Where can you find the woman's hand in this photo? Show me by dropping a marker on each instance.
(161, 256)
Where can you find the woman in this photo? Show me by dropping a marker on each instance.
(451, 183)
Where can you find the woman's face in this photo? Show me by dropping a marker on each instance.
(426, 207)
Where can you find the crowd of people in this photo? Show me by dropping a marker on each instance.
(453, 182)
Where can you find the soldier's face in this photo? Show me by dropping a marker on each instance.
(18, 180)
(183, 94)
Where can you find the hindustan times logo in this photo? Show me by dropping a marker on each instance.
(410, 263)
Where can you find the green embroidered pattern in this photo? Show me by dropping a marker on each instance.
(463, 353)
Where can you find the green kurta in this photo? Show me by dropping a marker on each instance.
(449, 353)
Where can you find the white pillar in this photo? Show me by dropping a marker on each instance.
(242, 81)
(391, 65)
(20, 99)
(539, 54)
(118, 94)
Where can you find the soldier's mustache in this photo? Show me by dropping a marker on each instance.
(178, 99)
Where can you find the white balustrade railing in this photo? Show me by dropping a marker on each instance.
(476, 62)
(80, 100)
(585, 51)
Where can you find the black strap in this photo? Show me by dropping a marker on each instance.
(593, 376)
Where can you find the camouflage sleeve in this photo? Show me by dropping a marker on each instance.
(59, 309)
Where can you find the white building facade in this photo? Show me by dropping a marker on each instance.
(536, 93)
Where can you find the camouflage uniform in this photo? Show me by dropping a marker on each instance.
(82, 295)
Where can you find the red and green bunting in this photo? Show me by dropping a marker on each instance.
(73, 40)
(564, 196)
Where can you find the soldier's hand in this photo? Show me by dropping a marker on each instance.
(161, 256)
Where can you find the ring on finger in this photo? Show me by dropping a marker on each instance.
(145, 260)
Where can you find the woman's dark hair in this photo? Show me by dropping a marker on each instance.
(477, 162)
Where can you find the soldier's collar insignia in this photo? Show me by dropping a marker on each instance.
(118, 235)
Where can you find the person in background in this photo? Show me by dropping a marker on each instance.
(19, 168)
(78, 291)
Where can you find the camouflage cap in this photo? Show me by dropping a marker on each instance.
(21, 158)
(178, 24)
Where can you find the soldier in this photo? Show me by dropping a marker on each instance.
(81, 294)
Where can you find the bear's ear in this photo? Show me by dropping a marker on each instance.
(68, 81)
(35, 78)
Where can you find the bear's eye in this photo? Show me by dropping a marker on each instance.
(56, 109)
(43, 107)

◆ **Your assignment**: Beginning at the line that contains "Where can you find the woman's dark", retype each line of the listing up to and including the last one, exactly as it stands, and nothing else.

◆ **Problem solution**:
Where can you find the woman's dark hair in this photo? Show me by dropping a marker on each instance.
(477, 162)
Where can you find the soldier's collar insignia in this photo? Show me by dropping a marker on each instance.
(118, 235)
Where can you find the person in background in this photo? Show me by dropping a marker on each instance.
(19, 168)
(78, 291)
Where can you find the camouflage cap in this photo? Show me by dropping a marker on each instance.
(21, 158)
(178, 24)
Where can you find the soldier in this photo? Show me by dropping a marker on each instance.
(81, 294)
Where can you find the bear's ear in this photo? Show me by dropping a marker on each instance.
(68, 81)
(35, 78)
Where can you find the bear's eye in this photo? Show me by dropping a marker on each instance.
(56, 109)
(43, 107)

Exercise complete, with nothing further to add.